2.2.2. Real-Time Hazard Detection Workflow

  • Video Acquisition
Cameras capture 1080P@25 fps streams during daylight hours (06:00–18:00).
RTMP protocol pushes streams to cloud servers with <500 ms latency.
2.
Cloud Processing
The Nginx-RTMP server manages 200+ incoming video streams simultaneously.
HLS adaptive delivery generates 4-segment (2 s/segment) TS files for stable playback.
The YOLOv7-Tiny model executes real-time detection of the following 6 safety hazards: vehicle–pedestrian proximity (<2 m), unauthorized personnel in restricted zones, missing PPE (hard hats/safety harnesses), equipment overspeed (cranes/excavators), material stacking violations, and unmarked hazardous areas.
MySQL database stores violation records with timestamps/GPS coordinates.
3.
Alert Management
This triggers on-screen warnings at site management consoles.
It generates PDF violation reports with evidential screenshots.

→ Parts of the exercise
1. Summarize the hazard detection workflow in two sentences.
2. Pick up the hazard detection workflow after its last sentence and carry it forward.

→ Entries
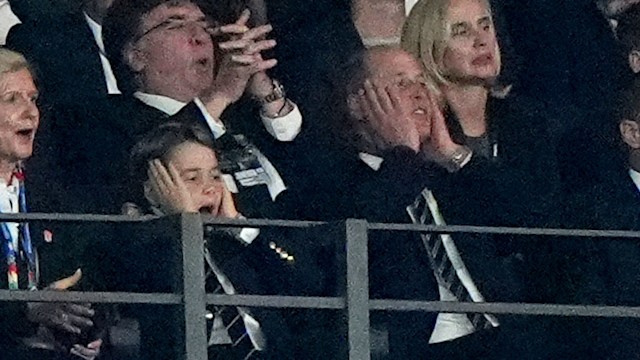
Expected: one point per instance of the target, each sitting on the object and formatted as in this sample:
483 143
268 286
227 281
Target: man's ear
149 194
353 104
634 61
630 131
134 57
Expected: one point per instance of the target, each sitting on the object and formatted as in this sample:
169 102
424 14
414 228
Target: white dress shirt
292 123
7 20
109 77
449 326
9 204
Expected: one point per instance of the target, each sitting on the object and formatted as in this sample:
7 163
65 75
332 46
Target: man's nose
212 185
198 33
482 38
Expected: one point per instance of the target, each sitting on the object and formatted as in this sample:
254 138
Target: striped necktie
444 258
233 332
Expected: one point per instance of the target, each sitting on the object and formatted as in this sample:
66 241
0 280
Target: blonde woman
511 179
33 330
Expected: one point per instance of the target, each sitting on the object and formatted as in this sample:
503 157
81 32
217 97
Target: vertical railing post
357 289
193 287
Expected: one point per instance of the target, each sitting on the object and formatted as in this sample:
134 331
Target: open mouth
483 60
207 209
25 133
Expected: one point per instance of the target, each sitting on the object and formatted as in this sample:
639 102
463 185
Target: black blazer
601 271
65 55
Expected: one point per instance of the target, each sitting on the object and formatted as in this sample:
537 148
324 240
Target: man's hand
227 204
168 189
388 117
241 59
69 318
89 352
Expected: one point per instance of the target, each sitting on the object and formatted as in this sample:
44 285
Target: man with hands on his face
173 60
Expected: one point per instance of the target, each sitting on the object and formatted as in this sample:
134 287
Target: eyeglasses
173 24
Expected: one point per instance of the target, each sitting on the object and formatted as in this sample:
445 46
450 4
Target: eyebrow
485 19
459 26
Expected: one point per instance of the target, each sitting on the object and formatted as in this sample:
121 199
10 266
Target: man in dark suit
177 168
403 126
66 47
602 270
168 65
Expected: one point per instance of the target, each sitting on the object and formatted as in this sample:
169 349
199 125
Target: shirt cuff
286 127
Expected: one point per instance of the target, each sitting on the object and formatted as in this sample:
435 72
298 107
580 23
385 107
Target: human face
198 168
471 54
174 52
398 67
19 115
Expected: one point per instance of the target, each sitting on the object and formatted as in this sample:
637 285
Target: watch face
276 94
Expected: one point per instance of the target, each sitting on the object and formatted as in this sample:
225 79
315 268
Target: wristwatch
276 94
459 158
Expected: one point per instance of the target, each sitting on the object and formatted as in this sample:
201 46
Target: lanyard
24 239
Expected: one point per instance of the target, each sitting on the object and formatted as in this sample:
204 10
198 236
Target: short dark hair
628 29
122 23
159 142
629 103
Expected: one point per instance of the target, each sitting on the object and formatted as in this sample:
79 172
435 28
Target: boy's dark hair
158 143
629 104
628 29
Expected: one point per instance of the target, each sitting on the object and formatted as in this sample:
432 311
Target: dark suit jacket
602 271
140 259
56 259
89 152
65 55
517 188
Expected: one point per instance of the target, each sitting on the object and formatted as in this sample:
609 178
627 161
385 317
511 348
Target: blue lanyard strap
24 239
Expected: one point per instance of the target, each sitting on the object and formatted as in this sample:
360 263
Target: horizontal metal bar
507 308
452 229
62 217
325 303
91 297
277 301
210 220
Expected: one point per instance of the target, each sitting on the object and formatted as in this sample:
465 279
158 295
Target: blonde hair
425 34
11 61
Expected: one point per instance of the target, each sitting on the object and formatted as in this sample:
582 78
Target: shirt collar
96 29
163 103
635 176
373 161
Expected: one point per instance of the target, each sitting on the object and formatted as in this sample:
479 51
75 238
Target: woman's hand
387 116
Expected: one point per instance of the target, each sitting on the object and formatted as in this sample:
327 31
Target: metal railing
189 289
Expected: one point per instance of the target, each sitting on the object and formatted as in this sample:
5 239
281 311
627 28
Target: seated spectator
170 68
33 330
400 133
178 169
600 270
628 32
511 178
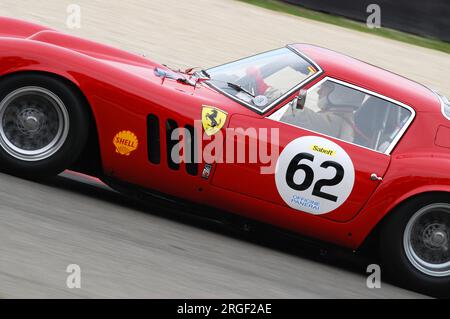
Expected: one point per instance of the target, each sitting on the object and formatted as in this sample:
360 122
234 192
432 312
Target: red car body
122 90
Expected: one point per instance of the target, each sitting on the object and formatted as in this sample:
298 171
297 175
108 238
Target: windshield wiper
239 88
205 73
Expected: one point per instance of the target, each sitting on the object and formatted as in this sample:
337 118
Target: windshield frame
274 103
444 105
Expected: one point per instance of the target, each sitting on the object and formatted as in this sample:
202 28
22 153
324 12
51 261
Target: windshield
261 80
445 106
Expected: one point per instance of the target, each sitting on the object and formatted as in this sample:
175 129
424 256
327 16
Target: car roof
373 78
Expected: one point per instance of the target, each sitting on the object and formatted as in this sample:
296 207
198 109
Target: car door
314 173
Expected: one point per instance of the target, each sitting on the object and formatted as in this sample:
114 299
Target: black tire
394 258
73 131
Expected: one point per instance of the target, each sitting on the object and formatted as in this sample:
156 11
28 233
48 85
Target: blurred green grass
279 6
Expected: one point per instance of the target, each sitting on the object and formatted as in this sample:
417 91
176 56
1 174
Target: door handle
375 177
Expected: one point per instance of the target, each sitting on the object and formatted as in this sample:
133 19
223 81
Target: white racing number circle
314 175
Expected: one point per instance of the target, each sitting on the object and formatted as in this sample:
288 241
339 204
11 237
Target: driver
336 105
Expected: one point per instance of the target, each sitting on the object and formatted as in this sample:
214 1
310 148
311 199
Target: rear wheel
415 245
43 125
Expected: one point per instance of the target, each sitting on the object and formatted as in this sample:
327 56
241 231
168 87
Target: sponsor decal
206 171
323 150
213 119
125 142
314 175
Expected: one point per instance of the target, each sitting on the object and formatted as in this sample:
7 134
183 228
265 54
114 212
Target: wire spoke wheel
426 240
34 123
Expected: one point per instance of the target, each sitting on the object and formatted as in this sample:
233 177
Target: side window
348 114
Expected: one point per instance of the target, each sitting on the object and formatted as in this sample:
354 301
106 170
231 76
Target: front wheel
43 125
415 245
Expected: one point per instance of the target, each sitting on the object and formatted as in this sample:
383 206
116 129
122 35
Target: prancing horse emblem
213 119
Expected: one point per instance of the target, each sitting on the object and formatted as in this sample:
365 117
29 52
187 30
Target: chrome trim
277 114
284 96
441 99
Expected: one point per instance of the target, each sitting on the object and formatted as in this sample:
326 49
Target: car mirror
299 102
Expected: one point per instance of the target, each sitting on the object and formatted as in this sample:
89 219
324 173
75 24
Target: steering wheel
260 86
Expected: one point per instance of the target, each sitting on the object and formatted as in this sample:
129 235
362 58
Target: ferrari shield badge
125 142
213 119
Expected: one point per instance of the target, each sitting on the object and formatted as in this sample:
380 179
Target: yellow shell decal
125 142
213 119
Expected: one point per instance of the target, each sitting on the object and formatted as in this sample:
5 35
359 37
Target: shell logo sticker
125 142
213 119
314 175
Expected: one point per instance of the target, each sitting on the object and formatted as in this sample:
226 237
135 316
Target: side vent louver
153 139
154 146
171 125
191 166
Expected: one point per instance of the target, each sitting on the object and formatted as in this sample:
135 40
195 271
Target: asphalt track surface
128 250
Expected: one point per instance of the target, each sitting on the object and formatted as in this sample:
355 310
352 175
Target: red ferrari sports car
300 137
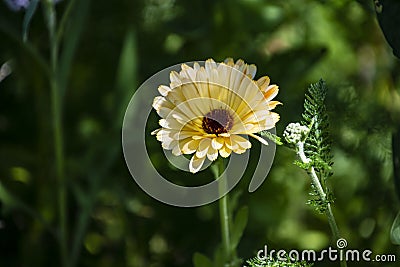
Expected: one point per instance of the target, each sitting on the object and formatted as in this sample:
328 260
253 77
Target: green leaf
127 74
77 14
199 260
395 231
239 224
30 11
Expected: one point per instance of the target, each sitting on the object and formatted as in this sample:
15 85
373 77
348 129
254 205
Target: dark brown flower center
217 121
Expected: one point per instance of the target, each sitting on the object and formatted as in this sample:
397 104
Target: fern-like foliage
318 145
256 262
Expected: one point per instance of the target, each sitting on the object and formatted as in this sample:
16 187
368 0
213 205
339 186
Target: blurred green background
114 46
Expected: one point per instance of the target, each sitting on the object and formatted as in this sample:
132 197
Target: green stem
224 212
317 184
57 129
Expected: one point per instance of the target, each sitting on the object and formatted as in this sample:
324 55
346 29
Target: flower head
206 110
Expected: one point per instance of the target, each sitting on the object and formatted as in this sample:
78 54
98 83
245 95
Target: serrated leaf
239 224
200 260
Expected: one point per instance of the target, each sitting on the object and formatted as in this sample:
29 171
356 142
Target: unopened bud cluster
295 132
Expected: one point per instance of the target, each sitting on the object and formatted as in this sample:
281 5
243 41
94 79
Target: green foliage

→ Outputs by task
1. Cameras capture 1080P streams at 25 fps during daylight hours and push them over RTMP to cloud servers, where an Nginx-RTMP server manages more than 200 streams, HLS delivery supports stable playback, and a YOLOv7-Tiny model detects six safety hazards in real time. Violation records with timestamps and GPS coordinates are stored in a MySQL database, and alert management produces on-screen warnings at site management consoles and PDF violation reports with evidential screenshots.

2.
It sends SMS alerts to supervisors within 8 s of detection.
It refines technical parameters: HLS sharding adopts a 2 s/segment design, balancing real-time performance and anti network jitter capability; the MySQL database adopts a time partitioning strategy (hourly partitioning), supporting over 500 concurrent writes per second.
Clear alarm mechanism: the SMS alarm adopts Twilio API integration, and it supports a retry mechanism (3 times/8 s interval), ensuring that the alarm arrival rate is greater than 99% in weak-signal environments in mountainous areas.

2.2.3. Performance Optimization

  • Model Adaptation
The pruned YOLOv7-Tiny model achieves 86.9% mAP@0.5 on construction datasets.
Quantized INT8 inference enables 45 fps processing per video stream.
2.
Transmission Efficiency
H.264 encoding reduces bandwidth usage by 40% vs raw streams.
Edge-based ROI extraction focuses analysis on active work zones.
3.
Validation Metrics
A 92.3% recall rate was achieved for PPE detection in field tests.
A total of <2% false positives were achieved for vehicle proximity alerts.
Additional model compression details: By removing 20% of the low-contribution convolution kernels through channel pruning and combining INT8 quantization (calibration set of 5000 frames), the model volume was compressed from 34 MB to 17 MB with an accuracy loss of less than 1.2%.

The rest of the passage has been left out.